• EXERCISE AIM:
Print the Forex analysis text word for word between "Efficient assessment of" and "making trading decisions.", inclusive.

• READING TEXT:
** BEGIN **

Efficient assessment of Forex currency market is the main aspect in a trader’s scope of competence. This aspect enables a trader to conduct trading operation in the comfort of his/her home and regularly earn good money. In order to do this, you just need to evaluate economic situation with the help of numerous tools provided to a trader, including two main methods of forecast and analysis of Forex market, which are: fundamental and technical analysis of Forex Market. Ideally, they should be used together in making trading decisions.
Tools of fundamental analysis of Forex market
Fundamental analysis of the currency market includes assessment of the political and economic situation, affecting currencies exchange rate. We know that finance world is a vulnerable and complex system, consisting of barely visible interconnections. Fundamental analysis helps to detect these connections and based on them make predictions about changes in the exchange rate of the national currencies of the countries.

** END **

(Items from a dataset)
** BEGIN **

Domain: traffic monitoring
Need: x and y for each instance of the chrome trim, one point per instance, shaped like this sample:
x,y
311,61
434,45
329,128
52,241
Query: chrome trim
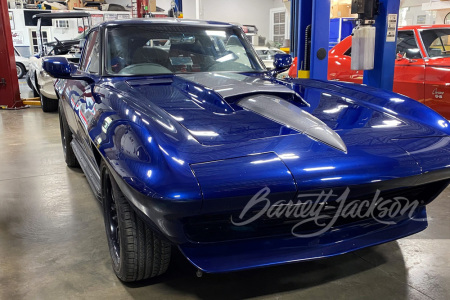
x,y
292,116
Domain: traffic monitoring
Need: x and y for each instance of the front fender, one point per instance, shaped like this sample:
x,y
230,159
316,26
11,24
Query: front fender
x,y
140,152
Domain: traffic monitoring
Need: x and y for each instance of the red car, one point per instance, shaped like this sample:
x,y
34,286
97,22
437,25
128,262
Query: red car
x,y
422,67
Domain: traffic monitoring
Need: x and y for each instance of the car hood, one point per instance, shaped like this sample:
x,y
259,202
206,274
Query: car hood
x,y
230,108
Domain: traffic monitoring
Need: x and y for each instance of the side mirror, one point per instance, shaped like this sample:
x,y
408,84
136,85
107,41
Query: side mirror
x,y
281,62
60,67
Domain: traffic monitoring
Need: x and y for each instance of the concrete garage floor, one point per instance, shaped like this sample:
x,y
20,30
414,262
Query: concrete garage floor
x,y
53,244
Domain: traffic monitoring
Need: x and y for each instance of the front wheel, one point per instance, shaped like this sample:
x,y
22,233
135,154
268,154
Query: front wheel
x,y
136,250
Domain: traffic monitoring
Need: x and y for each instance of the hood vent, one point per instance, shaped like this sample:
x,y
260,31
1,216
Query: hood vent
x,y
287,114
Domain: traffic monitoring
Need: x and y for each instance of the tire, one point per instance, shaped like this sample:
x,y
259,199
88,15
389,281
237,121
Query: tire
x,y
30,85
137,252
66,138
48,105
20,70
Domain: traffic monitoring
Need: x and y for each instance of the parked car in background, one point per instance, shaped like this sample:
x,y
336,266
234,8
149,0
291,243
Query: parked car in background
x,y
267,55
21,64
422,66
38,80
176,143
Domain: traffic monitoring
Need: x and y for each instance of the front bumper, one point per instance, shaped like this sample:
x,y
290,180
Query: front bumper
x,y
246,254
215,246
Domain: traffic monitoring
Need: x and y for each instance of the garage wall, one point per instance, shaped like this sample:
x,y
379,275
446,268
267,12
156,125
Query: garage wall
x,y
411,13
252,12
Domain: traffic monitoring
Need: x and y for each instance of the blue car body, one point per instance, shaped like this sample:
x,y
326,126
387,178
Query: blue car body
x,y
189,158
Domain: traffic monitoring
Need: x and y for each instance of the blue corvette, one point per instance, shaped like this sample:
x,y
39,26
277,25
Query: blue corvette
x,y
189,141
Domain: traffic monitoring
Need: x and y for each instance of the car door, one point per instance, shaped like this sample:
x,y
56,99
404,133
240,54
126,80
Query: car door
x,y
81,102
409,75
436,42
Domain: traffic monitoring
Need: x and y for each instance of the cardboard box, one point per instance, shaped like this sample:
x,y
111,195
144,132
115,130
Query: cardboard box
x,y
341,11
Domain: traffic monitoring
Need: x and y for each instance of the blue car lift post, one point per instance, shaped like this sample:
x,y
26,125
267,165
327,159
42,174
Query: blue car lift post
x,y
316,13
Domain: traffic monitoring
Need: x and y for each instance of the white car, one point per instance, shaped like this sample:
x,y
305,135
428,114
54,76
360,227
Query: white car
x,y
21,64
267,55
38,80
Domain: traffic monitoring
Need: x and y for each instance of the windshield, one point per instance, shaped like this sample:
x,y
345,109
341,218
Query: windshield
x,y
168,49
268,53
436,42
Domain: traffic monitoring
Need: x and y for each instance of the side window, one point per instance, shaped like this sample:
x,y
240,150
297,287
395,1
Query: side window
x,y
91,58
407,45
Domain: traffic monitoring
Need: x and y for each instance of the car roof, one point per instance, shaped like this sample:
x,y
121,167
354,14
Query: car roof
x,y
148,21
423,27
61,15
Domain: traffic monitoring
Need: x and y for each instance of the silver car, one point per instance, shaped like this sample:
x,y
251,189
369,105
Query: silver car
x,y
21,64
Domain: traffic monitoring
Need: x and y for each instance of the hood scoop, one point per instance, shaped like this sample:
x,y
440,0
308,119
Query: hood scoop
x,y
287,114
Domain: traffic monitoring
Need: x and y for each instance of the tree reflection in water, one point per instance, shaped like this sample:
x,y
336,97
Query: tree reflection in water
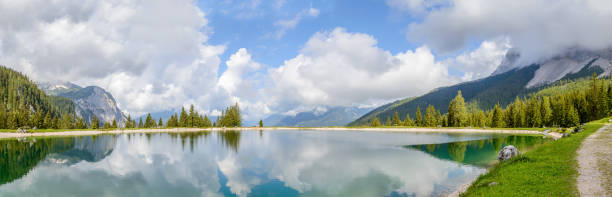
x,y
477,152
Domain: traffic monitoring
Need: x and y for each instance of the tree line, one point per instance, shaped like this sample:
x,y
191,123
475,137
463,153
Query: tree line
x,y
230,117
558,108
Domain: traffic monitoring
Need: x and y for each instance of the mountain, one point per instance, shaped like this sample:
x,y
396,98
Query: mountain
x,y
89,101
507,82
335,116
22,103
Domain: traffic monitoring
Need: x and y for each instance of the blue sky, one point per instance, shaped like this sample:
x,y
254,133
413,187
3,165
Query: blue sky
x,y
253,32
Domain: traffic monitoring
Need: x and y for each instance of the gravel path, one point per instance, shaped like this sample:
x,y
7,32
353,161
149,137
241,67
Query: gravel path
x,y
595,164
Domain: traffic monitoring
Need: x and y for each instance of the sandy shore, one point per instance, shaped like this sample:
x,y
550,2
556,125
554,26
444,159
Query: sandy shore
x,y
179,130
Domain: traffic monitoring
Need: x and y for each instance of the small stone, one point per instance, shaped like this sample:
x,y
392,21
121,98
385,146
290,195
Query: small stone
x,y
507,152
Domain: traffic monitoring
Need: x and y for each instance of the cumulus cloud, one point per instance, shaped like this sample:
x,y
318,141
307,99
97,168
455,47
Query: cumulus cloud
x,y
152,56
482,61
415,6
536,28
286,25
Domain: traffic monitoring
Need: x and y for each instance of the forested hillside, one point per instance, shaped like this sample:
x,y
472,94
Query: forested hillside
x,y
485,93
23,104
565,104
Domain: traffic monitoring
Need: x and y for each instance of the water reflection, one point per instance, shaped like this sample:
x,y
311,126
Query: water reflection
x,y
481,152
252,163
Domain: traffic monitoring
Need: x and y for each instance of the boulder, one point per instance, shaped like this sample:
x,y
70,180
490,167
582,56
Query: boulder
x,y
507,152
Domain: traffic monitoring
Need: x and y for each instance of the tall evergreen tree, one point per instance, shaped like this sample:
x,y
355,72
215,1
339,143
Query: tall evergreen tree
x,y
375,122
418,118
408,121
498,117
140,124
430,116
396,120
95,123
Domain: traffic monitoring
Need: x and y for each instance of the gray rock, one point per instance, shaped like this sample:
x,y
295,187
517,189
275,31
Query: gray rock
x,y
507,153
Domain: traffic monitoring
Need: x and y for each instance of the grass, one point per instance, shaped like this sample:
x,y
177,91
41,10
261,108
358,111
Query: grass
x,y
549,170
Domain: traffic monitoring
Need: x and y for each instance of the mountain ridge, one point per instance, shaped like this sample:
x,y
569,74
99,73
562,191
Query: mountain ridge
x,y
506,83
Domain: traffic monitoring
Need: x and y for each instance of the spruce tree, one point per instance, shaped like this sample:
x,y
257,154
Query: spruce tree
x,y
498,117
430,116
418,118
546,111
396,120
375,122
140,124
457,111
408,121
95,123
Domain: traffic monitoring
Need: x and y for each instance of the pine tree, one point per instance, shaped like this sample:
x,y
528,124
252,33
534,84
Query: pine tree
x,y
457,111
572,119
396,120
388,122
80,124
430,116
418,118
128,122
408,121
207,122
192,115
140,124
183,118
375,122
498,117
95,123
546,111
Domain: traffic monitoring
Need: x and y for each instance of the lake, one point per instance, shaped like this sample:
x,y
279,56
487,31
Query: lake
x,y
250,163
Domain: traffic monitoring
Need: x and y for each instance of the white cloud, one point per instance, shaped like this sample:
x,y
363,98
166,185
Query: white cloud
x,y
537,28
151,56
482,61
238,66
286,25
415,6
340,68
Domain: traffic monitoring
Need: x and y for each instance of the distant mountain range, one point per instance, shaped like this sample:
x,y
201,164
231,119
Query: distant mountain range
x,y
333,116
507,82
89,101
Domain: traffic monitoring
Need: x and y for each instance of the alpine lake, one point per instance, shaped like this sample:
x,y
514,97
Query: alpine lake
x,y
250,163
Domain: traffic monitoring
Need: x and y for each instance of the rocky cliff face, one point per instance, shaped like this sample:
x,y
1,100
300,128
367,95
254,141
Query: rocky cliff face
x,y
89,101
334,116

** END **

• FINISHED TASK:
Efficient assessment of Forex currency market is the main aspect in a trader’s scope of competence. This aspect enables a trader to conduct trading operation in the comfort of his/her home and regularly earn good money. In order to do this, you just need to evaluate economic situation with the help of numerous tools provided to a trader, including two main methods of forecast and analysis of Forex market, which are: fundamental and technical analysis of Forex Market. Ideally, they should be used together in making trading decisions.